Oh!  I hadn't seen that.  I studied 9b013dc2 but it didn't have a link
to your discussion so I didn't know that your original proposal was
completely different to the commit and essentially the same as what
I'm proposing.  I think this is a more fundamental fix to the problem
so I don't understand why it went into the weeds.  I checked if there
was anything I could salvage from your patch but I think HTAB is the
better way to go here.  I will update the commit message to credit you
for the original analysis and point back to your thread.

Looking at your thread, I see that you were also confused about this:

> Although I'm not all
> that sure in which case the function will actually be called with an
> invalid xid.

Anyone?  In my patch I keep that behaviour, but I think it'd be great
to get a comment there to explain why the case is needed.

>> Thoughts?

........

Brief 1 – In the mailing-list reply about the HTAB fix, what does the writer plan to change in the commit message?
Brief 2 – Carry on the mailing-list reply about the HTAB fix from its last line.

........

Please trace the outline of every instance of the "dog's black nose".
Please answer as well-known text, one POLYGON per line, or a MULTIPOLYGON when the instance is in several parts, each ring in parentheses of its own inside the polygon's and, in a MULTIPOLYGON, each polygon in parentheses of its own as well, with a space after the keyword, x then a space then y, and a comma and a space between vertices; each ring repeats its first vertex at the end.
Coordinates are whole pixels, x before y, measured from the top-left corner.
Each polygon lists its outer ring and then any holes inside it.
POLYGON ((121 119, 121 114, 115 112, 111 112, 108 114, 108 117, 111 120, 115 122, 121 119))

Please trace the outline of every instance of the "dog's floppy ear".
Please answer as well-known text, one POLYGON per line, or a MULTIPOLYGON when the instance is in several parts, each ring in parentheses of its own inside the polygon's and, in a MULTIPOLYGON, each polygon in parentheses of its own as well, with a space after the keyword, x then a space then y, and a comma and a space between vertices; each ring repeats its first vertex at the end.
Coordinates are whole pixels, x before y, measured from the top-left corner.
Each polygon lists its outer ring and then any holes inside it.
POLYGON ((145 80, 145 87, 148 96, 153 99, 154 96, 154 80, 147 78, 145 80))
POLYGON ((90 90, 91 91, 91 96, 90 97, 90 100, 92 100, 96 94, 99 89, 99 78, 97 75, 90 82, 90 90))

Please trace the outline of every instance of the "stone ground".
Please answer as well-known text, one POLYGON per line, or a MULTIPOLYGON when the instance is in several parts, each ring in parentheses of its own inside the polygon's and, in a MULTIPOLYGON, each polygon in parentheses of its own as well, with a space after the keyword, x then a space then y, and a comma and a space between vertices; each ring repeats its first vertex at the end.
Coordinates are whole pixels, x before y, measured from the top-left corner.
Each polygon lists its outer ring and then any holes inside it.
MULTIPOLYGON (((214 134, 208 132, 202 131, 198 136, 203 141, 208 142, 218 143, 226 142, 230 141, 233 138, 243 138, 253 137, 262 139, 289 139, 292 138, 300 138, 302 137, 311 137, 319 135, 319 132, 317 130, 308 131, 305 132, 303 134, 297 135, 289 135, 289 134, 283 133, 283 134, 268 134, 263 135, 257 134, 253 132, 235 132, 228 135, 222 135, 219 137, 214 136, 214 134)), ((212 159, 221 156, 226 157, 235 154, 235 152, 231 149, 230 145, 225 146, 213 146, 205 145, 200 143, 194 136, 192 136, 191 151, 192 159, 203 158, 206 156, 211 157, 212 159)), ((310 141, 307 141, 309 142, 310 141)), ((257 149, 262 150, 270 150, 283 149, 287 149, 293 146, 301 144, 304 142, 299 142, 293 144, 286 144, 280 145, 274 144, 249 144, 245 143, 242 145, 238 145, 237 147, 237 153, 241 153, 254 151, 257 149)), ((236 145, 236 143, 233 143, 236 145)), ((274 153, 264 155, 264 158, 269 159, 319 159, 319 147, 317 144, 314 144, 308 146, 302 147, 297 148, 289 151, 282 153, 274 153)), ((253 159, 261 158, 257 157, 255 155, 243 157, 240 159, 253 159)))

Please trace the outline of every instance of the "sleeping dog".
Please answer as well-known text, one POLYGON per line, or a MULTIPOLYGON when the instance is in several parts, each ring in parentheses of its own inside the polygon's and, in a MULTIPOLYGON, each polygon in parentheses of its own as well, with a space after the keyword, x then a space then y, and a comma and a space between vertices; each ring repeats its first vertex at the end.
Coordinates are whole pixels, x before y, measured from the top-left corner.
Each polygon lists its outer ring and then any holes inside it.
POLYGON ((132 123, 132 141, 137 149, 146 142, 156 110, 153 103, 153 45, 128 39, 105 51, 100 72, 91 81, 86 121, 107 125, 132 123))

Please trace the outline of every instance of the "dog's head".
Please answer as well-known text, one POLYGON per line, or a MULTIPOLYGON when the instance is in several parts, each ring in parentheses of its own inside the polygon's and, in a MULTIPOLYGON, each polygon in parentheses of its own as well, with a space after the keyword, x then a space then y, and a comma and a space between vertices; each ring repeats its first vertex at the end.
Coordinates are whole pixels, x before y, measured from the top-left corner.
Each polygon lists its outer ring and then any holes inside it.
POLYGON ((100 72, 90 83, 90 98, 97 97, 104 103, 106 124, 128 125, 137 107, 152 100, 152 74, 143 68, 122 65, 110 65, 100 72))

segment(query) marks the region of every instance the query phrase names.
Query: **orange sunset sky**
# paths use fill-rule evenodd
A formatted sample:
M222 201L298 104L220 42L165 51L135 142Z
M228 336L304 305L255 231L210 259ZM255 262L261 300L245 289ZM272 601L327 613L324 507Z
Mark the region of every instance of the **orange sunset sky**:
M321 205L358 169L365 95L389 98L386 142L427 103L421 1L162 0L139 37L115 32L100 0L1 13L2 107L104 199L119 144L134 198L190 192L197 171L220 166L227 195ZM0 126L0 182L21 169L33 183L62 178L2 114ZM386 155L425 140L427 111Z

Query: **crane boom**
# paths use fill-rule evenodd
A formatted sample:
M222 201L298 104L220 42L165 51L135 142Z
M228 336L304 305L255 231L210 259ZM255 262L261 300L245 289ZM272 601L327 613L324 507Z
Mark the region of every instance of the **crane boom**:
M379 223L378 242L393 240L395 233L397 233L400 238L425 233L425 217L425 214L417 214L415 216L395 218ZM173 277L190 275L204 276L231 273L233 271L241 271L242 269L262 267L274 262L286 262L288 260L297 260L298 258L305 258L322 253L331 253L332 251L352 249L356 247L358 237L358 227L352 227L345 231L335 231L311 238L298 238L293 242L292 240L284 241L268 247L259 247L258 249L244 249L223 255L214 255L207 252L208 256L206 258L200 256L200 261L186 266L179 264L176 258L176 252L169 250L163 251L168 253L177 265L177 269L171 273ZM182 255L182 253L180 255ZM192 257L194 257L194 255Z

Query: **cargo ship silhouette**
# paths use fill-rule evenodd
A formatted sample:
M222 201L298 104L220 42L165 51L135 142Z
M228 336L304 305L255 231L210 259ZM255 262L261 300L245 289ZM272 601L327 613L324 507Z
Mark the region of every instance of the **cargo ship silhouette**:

........

Answer 1 – The writer will update it to credit the other person for the original analysis and point back to their thread.

Answer 2 –
>
> I do know this is causing quite a bit of trouble out in the wilds. I'd
> be keen to not have to bear the brunt of any more of those troubles,
> but it'll ultimately depend on how risky a patch looks.

Cool.  I'm thinking of pushing this early next week after some more
testing, unless there are objections.  If you have any feedback or
would like to try to poke holes in it, I'd much appreciate it.

-- 
Thomas Munro
http://www.enterprisedb.com


Re: Excessive CPU usage in StandbyReleaseLocks()

From
Andres Freund
Date:
Hi,

On 2018-06-21 00:25:03 +1200, David Rowley wrote:
> On 19 June 2018 at 17:43, Thomas Munro <thomas.munro@enterprisedb.com> wrote:
> > The problem is that StandbyReleaseLocks() does a linear search of all
> > known AccessExclusiveLocks when a transaction ends.  Luckily, since
> > v10 (commit 9b013dc2) that is skipped for transactions that haven't
> > taken any AELs and aren't using 2PC, but that doesn't help all users.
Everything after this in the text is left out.